Jobs:
**A.** In the RAMPART overview, why does coordination fail to beat equal-weight (1/N) under regime switching?
**B.** List every restriction or limitation stated in the disclaimer line of the RAMPART overview.
**C.** Please resume the RAMPART overview after its last sentence.

Text excerpt:
____________
Regime-Aware Multi-agent Portfolio Allocation with Risk-checked Trading — a coordination-first portfolio system, built evaluation-first and reported honestly.
Research & simulation only. Not investment advice. No live trading. All prices are synthetic; the system is designed to never place a real order.
RAMPART studies whether a coordinated set of specialist strategies, dispatched by a regime-aware supervisor and constrained by deterministic risk guardrails, can outperform both a monolithic RL agent and naive baselines on out-of-sample, after-cost portfolio allocation. The system separates decision-making (RL + deterministic policies) from a natural-language layer (goal parsing and grounded explanation) that never touches allocations. Every component — including the coordinator itself — is scored with a purged walk-forward backtest against honest benchmarks. The central empirical result is reported without spin: with posterior blending (mixing specialists by regime probability rather than hard-switching), coordination beats both a monolithic RL agent and equal-weight (1/N) on trending data; under regime switching it does not beat 1/N, because the blend's reweighting turnover overwhelms its diversification benefit. Both outcomes are reported truthfully.
____________
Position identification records
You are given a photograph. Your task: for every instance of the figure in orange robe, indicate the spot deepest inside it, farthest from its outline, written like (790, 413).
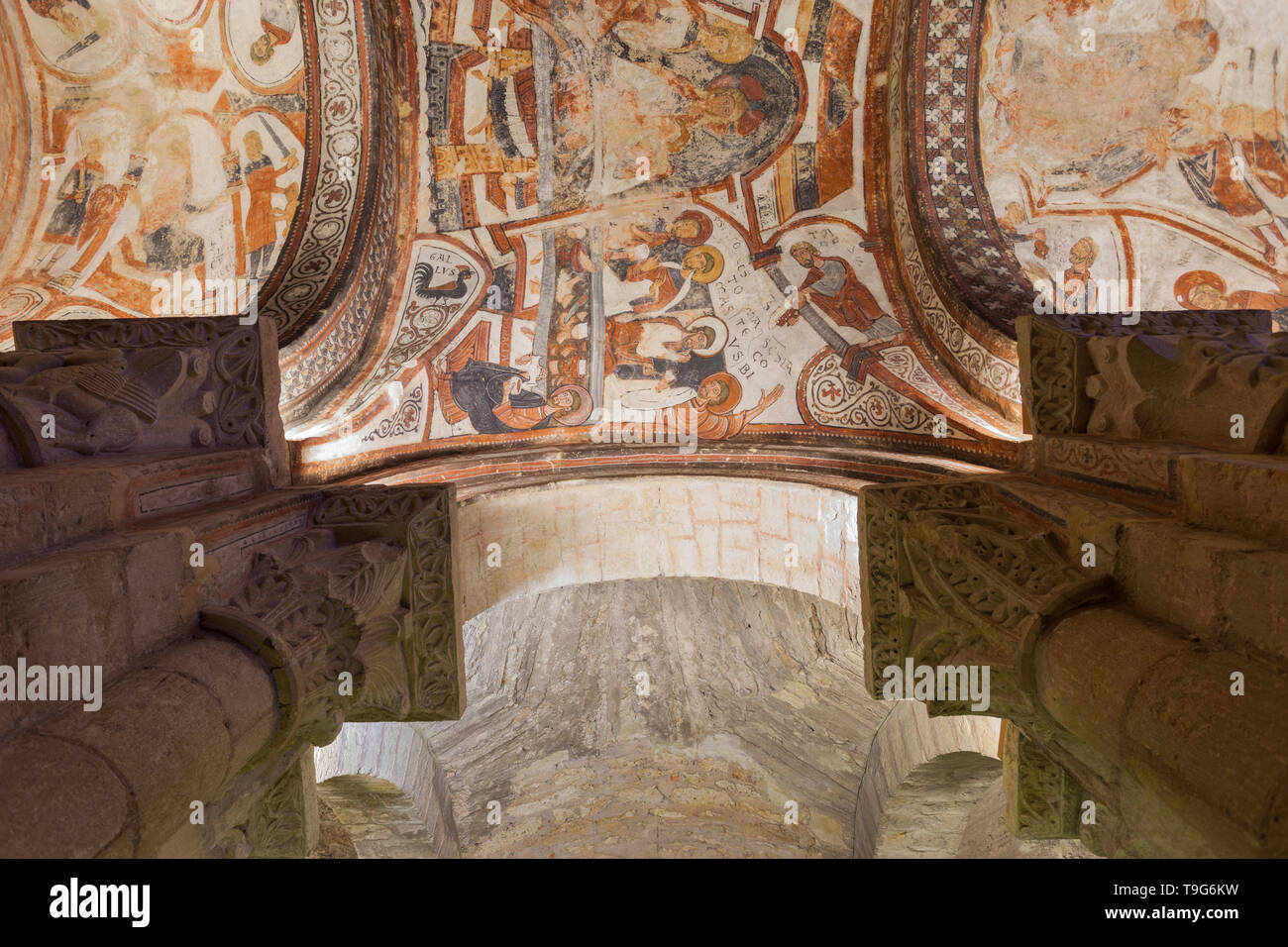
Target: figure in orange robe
(261, 231)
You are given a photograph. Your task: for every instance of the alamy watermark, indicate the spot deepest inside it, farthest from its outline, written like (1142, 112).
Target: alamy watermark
(179, 295)
(26, 682)
(939, 684)
(671, 427)
(1086, 296)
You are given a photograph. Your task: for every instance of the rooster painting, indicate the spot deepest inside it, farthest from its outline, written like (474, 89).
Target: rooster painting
(445, 291)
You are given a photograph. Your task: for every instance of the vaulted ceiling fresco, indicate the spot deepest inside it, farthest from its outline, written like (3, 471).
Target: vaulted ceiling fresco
(167, 137)
(502, 224)
(648, 215)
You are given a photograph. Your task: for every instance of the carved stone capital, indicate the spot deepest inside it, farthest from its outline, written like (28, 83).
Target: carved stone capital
(1056, 364)
(142, 385)
(1229, 393)
(307, 621)
(952, 578)
(426, 634)
(1042, 797)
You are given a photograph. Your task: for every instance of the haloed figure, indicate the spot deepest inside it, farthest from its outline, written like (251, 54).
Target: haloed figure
(261, 217)
(277, 18)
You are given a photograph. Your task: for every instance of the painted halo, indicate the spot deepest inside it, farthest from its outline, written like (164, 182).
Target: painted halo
(1188, 282)
(719, 341)
(733, 385)
(713, 273)
(580, 412)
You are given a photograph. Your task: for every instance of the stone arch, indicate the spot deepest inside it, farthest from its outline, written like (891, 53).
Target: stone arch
(369, 817)
(928, 812)
(603, 530)
(910, 738)
(399, 758)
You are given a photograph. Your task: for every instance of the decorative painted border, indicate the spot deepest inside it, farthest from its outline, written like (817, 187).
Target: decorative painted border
(953, 204)
(323, 237)
(982, 357)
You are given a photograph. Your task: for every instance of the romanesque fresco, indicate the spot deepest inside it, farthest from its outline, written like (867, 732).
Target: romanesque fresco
(1138, 150)
(644, 217)
(163, 161)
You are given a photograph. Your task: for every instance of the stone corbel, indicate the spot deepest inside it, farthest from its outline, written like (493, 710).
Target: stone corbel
(953, 579)
(1056, 363)
(142, 386)
(307, 621)
(415, 655)
(1042, 797)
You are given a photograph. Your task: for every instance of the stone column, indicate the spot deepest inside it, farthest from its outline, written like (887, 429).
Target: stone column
(1181, 749)
(1201, 770)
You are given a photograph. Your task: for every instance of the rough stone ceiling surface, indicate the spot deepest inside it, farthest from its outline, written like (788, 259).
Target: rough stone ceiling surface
(754, 698)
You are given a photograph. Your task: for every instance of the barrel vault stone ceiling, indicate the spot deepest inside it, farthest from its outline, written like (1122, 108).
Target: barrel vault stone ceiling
(494, 224)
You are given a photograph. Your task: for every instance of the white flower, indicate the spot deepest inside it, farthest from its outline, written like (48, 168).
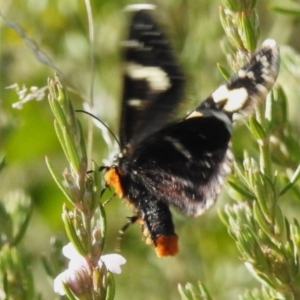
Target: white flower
(78, 275)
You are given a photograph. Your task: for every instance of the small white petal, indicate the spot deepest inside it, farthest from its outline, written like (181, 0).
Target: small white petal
(58, 283)
(70, 252)
(112, 262)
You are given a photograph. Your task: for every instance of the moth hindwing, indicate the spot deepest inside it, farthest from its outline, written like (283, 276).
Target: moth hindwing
(181, 163)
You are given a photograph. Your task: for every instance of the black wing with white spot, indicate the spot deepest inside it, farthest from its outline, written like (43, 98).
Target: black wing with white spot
(153, 81)
(185, 163)
(250, 85)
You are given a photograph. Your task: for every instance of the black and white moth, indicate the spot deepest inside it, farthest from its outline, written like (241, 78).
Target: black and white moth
(181, 163)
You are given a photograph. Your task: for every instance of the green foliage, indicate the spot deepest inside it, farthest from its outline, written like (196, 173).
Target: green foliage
(38, 37)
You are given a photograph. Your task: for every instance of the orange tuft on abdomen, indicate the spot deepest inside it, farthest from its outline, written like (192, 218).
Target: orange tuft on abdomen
(112, 178)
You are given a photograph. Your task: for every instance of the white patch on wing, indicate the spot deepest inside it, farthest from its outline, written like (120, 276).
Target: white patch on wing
(194, 114)
(156, 77)
(234, 99)
(134, 102)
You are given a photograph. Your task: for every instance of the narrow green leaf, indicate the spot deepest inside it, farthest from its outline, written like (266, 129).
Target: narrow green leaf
(71, 232)
(291, 183)
(249, 37)
(72, 153)
(256, 129)
(240, 189)
(22, 228)
(284, 10)
(58, 182)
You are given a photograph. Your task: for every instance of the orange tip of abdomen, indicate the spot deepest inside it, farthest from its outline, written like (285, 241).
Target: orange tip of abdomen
(166, 245)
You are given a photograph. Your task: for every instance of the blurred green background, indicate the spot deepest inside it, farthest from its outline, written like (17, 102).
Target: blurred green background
(60, 30)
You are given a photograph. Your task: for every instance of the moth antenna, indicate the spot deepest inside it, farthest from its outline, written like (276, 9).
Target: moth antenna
(99, 120)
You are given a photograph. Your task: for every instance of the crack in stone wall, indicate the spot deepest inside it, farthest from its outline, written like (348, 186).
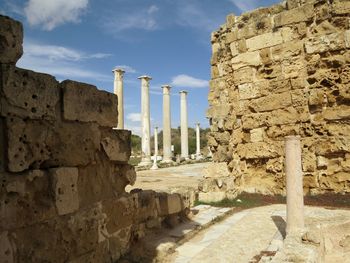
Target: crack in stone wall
(64, 169)
(281, 71)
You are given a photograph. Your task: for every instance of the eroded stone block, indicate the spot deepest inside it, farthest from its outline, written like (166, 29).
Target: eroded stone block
(11, 38)
(264, 41)
(116, 144)
(28, 94)
(36, 144)
(85, 103)
(325, 43)
(64, 185)
(296, 15)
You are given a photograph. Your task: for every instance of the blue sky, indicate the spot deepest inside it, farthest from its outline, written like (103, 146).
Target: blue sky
(168, 40)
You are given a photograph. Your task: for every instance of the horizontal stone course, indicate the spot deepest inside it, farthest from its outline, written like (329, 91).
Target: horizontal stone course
(85, 103)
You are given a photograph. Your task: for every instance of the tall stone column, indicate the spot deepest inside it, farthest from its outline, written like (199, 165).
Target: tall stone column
(198, 142)
(145, 122)
(184, 124)
(155, 166)
(294, 185)
(166, 125)
(118, 90)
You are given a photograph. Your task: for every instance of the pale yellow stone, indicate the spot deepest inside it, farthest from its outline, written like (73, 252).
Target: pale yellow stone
(264, 40)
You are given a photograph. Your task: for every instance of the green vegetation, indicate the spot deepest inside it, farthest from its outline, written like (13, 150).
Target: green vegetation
(175, 139)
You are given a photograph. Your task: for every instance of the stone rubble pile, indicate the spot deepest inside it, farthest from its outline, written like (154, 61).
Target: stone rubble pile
(279, 71)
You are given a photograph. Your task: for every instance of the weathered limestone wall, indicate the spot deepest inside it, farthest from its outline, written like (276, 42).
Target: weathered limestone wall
(63, 169)
(278, 71)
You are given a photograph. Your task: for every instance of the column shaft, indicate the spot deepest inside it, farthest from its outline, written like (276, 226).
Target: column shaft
(294, 185)
(167, 155)
(118, 90)
(198, 142)
(184, 124)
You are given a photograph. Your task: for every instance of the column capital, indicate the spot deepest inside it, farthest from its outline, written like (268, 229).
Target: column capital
(166, 89)
(145, 77)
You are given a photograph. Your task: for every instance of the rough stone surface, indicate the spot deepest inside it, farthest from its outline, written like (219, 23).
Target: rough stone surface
(63, 169)
(279, 71)
(65, 189)
(85, 103)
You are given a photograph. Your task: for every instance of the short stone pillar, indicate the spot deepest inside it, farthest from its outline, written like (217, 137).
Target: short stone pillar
(184, 124)
(145, 122)
(198, 142)
(167, 155)
(118, 90)
(294, 186)
(155, 166)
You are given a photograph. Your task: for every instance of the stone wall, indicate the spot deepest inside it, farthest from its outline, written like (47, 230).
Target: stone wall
(63, 169)
(280, 71)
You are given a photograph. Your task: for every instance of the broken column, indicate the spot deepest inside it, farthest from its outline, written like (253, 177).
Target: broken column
(184, 124)
(198, 142)
(145, 122)
(155, 166)
(294, 185)
(166, 125)
(118, 90)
____________
Answers by task:
**A.** The blend's reweighting turnover overwhelms its diversification benefit.

**B.**
- Research and simulation only
- Not investment advice
- No live trading
- All prices are synthetic
- The system is designed to never place a real order

**C.**
Most RL-trading demonstrations report in-sample returns on a single asset and stop there — which tells you almost nothing, because the hard part of quantitative finance is evaluation, not optimization. This project inverts the usual emphasis: the evaluation harness is the primary artifact, and every strategy is judged the way a skeptic would judge it — out of sample, after realistic costs, against benchmarks that are notoriously hard to beat. The question is not "can we make a number go up in-sample?" but "does coordination produce a defensible, falsifiable advantage?"
A two-plane multi-agent architecture. Money decisions are deterministic and validated; the language layer only interprets goals and explains outcomes.
INTERACTION PLANE (post-hoc, never decides money)
Supervisor natural-language goal -> mandate(capital, risk)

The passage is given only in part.